>> begin Provided information

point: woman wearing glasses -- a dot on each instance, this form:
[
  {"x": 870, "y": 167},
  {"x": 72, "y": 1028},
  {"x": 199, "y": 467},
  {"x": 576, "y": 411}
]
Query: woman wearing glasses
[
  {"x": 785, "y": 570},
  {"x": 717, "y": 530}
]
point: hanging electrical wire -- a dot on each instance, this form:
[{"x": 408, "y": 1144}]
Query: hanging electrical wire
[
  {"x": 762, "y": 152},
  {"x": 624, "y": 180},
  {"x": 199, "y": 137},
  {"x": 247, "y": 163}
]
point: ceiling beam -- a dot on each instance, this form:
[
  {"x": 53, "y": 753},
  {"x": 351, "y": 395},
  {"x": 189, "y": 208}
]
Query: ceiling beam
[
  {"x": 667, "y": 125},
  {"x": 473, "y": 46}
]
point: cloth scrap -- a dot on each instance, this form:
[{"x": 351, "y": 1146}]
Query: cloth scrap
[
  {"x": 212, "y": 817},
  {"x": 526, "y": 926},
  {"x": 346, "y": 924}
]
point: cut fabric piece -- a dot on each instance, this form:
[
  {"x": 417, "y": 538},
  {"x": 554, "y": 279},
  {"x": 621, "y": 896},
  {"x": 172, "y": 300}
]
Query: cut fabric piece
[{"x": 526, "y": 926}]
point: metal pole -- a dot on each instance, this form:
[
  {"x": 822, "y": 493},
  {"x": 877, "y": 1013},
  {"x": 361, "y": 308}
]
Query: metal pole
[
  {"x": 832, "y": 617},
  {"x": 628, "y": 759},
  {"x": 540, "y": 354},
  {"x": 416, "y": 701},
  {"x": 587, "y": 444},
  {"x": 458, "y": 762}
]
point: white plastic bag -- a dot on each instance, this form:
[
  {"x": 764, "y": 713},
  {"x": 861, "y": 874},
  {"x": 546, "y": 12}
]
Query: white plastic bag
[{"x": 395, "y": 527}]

>> end Provided information
>> begin Provided information

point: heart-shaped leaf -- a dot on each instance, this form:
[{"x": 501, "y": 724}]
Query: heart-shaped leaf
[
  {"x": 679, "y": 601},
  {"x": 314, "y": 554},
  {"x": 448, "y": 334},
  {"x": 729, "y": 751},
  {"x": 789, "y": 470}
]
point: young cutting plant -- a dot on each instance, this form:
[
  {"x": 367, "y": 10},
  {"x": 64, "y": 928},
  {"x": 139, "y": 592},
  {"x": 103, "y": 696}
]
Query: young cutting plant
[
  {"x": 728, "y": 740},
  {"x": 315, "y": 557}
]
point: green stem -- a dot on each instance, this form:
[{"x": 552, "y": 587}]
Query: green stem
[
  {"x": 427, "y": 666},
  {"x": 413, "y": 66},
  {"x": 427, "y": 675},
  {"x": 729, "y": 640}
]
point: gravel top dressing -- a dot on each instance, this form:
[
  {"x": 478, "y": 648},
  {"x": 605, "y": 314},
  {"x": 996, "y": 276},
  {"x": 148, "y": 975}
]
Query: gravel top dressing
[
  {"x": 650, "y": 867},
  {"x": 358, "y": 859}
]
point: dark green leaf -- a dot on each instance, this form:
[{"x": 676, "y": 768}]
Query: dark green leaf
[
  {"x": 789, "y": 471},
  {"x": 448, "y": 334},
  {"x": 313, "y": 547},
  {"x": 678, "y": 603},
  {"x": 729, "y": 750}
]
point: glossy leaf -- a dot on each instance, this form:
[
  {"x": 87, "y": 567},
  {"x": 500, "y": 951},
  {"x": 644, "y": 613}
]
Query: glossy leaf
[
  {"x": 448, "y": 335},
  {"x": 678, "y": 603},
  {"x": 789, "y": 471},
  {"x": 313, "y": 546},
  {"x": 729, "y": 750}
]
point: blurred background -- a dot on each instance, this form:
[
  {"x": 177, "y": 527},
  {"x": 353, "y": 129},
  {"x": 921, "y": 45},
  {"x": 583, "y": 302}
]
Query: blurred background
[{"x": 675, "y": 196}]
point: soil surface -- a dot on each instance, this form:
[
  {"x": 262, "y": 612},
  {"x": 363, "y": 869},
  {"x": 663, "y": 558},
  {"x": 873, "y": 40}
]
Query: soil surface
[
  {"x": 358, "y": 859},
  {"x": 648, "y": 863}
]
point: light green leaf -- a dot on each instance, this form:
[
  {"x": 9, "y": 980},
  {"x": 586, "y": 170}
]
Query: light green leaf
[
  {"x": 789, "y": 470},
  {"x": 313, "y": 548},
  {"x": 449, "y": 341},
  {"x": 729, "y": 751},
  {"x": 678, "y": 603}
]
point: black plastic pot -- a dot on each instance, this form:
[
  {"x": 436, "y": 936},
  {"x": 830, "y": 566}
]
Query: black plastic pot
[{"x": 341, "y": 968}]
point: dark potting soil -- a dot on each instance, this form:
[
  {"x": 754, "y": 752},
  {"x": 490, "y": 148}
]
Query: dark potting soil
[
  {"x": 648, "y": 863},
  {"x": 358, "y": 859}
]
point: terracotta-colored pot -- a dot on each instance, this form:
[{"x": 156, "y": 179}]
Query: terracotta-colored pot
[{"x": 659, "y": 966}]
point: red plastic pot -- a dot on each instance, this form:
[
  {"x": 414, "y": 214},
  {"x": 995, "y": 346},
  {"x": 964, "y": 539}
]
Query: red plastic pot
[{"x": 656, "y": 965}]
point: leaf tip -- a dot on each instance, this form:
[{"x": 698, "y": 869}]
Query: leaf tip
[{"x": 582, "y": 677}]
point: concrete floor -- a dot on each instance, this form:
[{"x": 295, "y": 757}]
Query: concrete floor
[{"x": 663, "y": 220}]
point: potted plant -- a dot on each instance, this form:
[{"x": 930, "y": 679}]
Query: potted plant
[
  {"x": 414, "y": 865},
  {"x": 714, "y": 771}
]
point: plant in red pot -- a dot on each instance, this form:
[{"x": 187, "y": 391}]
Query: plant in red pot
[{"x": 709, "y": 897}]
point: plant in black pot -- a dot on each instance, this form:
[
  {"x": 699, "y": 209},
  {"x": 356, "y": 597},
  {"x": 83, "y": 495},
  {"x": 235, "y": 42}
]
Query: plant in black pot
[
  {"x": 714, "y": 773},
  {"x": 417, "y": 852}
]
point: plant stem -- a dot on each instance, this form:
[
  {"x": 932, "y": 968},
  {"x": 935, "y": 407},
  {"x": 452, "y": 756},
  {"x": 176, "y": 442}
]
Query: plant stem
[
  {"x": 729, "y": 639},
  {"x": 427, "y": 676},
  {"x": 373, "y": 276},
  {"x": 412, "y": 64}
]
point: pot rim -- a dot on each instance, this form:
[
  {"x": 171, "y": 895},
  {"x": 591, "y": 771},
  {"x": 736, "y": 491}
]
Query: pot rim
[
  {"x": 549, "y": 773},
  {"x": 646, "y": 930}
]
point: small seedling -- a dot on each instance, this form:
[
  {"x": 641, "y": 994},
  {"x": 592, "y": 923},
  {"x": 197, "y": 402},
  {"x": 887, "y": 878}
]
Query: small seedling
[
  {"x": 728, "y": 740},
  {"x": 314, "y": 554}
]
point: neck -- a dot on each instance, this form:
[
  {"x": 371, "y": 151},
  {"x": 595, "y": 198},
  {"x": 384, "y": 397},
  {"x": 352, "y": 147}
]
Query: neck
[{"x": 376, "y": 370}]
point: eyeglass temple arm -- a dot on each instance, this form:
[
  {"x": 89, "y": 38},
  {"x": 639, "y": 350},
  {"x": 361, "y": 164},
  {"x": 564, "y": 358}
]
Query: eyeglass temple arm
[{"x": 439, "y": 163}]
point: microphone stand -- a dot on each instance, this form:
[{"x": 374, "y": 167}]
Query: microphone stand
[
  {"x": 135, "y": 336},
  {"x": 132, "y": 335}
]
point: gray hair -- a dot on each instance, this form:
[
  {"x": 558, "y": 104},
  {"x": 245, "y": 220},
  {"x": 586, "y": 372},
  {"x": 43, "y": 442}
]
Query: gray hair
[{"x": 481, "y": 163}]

>> end Provided information

_Task_:
Which lines of the rows above contain the string "light", with case counting? Pull out each such line.

_Answer to this task_:
point: light green leaf -- a dot on each instance, this form:
Query: light green leaf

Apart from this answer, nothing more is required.